>> BEGIN Source

It seemed best to start another thread for this instead of derailing the thread the conversation started in and maybe to get some other opinions.

10 hours ago, a light breeze said:

... but the sizeof(ARRAY)/sizeof(ARRAY[0]) trick for finding the length of an array has no place in C++.

5 hours ago, MagForceSeven said:

... but I'm curious as to what the alternative would be? I'm not aware of any standard language feature that has replaced this particular trick.

...

The only one that I can think of would be never use static arrays and only ever use std::vector (or whatever dynamic array is available in your engine, like TArray in UE or whatever vector replacement EA STL has) and that just seems misguided. While I usually use the dynamic array that I have available, there are cases where that's just overkill or doesn't meet the compile-time requirements required.

I've mostly used this in combination with static_assert to validate (at compile time) that some static array size matches the length of an enumeration.

The old static assert trick was to define an array that had size 0 or 1 based on a compile-time boolean condition. If the condition was false, the array would be sized to 0 which is illegal and caused a compile error. That trick no longer has a place in modern C++ precisely because static_assert is now a language feature that directly provides the feature.

1 hour ago, a light breeze said:


template<class T, std::size_t N> constexpr std::size_t array_size(T(&)[N]) noexcept {
  return N;
}

Without the constexpr and noexcept, this has worked for as long as C++ has had templates.

>> END Source

• _To-do list_:
[1] List every C++ keyword that appears in the array_size template code in the thread on finding array length in C++.
[2] Write the next part of the forum thread on finding array length in C++, starting after its last sentence.

>> BEGIN Information shown

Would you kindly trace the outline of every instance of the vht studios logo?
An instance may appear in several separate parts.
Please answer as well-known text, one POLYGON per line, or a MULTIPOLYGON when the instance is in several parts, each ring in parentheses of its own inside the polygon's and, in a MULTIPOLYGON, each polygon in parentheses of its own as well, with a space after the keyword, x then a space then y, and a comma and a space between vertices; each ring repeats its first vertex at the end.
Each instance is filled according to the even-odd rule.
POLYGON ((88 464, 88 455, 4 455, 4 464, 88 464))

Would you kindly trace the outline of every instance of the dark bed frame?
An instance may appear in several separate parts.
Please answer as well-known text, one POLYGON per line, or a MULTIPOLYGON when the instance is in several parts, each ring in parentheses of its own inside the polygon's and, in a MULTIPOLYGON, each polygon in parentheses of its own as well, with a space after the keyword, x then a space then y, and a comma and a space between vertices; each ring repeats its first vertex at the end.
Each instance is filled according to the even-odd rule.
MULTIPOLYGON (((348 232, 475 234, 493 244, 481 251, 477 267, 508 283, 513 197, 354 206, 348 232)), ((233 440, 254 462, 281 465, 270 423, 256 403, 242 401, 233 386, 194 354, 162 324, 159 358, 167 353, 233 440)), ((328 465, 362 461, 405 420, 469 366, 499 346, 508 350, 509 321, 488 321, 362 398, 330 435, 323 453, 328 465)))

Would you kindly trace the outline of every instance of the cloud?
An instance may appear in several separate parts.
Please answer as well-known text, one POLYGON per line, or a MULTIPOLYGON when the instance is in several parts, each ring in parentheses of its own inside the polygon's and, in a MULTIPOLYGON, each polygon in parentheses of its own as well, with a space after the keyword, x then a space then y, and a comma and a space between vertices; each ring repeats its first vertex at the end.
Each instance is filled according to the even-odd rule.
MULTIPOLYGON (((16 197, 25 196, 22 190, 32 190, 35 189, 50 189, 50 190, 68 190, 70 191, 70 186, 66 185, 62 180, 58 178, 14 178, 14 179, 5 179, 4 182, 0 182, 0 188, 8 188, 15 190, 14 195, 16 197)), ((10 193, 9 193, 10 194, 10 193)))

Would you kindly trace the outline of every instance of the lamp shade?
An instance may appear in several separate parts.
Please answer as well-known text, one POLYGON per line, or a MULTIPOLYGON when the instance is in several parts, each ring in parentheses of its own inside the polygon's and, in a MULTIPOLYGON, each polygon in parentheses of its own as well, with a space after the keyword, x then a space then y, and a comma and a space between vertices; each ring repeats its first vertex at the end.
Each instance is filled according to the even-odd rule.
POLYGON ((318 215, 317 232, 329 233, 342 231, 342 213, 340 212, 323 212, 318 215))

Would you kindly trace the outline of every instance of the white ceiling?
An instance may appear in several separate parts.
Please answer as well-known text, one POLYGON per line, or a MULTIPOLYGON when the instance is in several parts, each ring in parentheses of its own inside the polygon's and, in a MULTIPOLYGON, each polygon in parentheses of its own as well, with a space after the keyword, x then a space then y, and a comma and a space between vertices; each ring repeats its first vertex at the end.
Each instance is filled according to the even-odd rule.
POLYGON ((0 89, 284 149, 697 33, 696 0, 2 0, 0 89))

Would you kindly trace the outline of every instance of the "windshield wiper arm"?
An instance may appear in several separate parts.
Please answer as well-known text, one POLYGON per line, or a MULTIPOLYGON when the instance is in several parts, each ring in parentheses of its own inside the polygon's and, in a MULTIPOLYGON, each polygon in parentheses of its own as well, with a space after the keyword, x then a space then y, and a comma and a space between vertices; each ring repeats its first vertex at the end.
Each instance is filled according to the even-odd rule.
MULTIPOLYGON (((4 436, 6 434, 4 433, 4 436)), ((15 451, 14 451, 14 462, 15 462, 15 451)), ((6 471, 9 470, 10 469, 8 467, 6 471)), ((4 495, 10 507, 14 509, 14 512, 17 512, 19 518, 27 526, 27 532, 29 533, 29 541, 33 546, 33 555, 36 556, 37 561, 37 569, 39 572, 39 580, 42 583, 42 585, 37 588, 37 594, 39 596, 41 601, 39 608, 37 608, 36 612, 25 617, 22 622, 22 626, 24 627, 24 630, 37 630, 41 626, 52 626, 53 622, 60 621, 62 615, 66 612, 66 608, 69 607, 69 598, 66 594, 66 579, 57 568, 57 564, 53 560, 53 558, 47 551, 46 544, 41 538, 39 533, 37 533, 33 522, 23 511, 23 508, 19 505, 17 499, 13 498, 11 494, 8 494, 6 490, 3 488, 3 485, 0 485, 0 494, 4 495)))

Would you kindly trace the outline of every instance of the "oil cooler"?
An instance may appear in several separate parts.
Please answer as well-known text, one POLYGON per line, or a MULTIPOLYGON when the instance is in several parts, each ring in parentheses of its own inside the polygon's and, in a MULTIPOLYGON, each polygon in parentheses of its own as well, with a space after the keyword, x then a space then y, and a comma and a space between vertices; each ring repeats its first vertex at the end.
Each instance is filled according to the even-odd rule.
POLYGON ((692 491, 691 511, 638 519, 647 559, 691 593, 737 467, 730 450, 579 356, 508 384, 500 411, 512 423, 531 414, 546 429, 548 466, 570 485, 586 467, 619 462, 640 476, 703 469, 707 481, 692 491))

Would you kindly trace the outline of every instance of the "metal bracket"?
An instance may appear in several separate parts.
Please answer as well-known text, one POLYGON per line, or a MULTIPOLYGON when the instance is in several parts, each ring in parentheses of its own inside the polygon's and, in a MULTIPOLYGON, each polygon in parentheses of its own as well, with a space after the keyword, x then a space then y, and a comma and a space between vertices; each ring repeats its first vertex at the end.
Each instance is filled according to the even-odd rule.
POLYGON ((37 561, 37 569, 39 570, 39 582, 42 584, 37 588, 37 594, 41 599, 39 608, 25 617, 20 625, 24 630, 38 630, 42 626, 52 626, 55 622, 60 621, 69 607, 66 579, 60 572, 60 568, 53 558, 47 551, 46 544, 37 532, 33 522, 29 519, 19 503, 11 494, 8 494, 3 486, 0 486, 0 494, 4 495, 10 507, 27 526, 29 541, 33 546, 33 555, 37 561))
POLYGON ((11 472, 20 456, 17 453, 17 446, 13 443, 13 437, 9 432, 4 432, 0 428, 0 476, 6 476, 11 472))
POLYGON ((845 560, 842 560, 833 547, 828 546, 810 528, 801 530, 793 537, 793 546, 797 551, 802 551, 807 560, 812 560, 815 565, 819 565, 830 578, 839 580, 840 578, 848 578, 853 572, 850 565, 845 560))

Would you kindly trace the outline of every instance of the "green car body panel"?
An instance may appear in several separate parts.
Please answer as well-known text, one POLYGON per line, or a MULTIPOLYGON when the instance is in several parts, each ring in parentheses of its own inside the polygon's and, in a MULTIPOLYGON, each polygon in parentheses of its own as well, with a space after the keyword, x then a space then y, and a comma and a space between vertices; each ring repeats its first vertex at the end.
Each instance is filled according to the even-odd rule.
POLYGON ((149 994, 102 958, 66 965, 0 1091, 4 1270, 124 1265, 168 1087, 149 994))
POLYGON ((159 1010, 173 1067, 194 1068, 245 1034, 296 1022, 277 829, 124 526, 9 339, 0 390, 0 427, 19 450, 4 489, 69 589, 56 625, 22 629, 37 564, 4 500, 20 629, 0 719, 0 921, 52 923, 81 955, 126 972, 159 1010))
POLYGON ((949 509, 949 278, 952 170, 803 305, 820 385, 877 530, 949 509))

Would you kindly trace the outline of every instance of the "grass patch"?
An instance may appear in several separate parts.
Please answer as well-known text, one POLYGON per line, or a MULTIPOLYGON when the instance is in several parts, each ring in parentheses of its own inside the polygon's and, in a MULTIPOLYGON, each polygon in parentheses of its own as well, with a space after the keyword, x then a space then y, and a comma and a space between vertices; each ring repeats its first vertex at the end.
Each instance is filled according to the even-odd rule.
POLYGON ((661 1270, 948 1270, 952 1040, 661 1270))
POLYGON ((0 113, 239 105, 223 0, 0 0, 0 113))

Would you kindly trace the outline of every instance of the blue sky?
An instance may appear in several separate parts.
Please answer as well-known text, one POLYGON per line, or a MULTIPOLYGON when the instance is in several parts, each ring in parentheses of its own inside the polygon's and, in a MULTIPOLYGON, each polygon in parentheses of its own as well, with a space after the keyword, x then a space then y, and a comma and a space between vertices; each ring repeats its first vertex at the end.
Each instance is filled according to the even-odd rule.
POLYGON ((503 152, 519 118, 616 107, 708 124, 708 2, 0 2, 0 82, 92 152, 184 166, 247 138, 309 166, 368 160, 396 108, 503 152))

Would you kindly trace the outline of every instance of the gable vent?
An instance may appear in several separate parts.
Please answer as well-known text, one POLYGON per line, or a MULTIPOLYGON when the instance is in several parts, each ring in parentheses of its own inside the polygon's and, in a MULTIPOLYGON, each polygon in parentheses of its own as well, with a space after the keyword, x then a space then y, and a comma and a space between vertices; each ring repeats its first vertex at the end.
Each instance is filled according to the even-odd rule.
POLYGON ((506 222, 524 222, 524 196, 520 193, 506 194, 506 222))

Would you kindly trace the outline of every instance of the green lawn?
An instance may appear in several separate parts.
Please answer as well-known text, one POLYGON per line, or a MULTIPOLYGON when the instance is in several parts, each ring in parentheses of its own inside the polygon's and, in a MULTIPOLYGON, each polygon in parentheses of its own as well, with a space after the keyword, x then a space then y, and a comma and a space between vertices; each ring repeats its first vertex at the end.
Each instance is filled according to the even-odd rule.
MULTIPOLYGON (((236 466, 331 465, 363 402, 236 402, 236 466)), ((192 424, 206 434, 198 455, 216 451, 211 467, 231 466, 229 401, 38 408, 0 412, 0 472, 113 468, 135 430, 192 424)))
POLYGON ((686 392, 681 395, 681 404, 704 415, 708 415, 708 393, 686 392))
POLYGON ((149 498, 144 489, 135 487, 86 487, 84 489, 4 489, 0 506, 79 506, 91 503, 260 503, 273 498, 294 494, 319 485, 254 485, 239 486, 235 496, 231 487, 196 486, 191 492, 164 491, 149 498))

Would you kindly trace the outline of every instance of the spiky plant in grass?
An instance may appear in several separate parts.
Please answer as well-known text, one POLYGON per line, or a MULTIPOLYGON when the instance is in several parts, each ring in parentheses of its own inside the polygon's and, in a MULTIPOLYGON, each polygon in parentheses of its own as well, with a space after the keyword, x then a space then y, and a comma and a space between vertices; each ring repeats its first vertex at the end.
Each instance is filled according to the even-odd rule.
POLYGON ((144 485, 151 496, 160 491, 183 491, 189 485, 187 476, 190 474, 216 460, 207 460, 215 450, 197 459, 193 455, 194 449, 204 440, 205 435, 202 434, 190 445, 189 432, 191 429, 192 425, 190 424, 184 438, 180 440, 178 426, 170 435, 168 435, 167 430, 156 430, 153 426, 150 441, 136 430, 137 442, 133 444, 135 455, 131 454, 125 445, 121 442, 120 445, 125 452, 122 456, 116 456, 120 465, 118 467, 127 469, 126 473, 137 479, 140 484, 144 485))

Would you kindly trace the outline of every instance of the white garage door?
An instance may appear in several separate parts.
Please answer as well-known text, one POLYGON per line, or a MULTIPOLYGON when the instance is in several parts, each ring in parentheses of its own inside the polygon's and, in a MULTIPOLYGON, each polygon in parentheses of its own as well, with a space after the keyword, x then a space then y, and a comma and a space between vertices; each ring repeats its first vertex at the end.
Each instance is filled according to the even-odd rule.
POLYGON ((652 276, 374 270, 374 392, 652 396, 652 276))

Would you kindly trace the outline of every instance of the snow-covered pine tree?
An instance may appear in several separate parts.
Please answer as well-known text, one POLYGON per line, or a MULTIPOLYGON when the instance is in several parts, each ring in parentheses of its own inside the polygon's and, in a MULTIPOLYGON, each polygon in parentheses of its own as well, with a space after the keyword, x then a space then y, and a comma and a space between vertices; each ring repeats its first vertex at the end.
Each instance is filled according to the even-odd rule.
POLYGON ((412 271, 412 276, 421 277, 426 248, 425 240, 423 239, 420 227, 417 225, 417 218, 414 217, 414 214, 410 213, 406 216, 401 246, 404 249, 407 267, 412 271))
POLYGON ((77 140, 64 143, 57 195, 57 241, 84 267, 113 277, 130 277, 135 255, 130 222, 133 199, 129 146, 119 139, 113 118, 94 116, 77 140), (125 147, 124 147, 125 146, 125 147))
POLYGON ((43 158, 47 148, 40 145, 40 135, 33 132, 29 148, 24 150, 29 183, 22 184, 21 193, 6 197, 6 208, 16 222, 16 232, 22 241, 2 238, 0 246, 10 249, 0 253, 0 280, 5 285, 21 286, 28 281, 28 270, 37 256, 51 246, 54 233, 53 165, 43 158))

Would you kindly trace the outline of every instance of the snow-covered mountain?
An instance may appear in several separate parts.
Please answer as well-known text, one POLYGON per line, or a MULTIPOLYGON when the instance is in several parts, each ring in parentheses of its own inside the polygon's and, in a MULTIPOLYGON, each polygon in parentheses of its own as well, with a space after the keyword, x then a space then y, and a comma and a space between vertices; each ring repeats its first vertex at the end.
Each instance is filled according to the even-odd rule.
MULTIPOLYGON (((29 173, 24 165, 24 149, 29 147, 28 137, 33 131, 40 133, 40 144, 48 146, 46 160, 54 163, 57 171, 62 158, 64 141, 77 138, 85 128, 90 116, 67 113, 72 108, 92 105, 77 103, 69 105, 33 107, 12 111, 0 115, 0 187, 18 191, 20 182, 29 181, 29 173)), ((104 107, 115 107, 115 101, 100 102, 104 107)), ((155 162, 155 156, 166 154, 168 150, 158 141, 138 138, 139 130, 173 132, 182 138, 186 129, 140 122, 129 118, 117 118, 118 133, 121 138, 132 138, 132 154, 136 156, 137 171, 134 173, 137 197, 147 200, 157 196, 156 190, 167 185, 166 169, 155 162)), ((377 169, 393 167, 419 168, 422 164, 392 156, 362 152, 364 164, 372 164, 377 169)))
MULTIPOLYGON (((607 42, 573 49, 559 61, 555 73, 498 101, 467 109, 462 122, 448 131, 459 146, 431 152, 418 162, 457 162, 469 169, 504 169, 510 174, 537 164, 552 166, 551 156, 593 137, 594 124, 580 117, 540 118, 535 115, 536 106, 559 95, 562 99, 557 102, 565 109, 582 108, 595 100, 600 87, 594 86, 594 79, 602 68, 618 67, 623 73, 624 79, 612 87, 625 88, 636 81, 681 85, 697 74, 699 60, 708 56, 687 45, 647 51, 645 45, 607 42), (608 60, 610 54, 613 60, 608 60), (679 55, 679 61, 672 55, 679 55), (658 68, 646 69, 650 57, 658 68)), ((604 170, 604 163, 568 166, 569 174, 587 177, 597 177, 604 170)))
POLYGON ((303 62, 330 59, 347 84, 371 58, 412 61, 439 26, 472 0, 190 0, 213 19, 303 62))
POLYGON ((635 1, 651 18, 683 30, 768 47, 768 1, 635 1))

>> END Information shown

• _Expected outputs_:
[1] template, class, constexpr, noexcept, return

[2]
That's definitely clever, but it feels like you're just trading one compiler trick for a different compiler trick. Do you think this one is better because it's somehow "more C++" than the sizeof version?

I have two issues with this code. Firstly I think it's too complicated and clever for it's own good. Even setting aside the new-ness of constexpr, this requires an understanding of templates and template parameter deduction that can take a while to understand. I have a hard enough time with other programmers doing templates right with trivial type deduction that this could make their head explode. Secondly, now that this is a function it's got to live somewhere which means either duplicating it in every header that uses it (bad) or putting it in it's own header (or a utilities header) and including it. This point is more personal preference than anything else since it feels like such a trivial operation to include a header for. I've definitely seen code that wraps the sizeof trick in a macro, but I think that's silly too since that has the same dependency problem as this function. I don't think many people would make a macro/function to wrap "+= 2" just because it happens to occur in multiple places in the code.

I don't want to come off as argumentative here @a light breeze. I'm not claiming to be right or that you're wrong or that there's even a right or wrong to be decided here. I'm honestly just very interested in the why of how people decided the things they find acceptable or not. And when someone uses a phrase like "has no place" I immediately want to explore that!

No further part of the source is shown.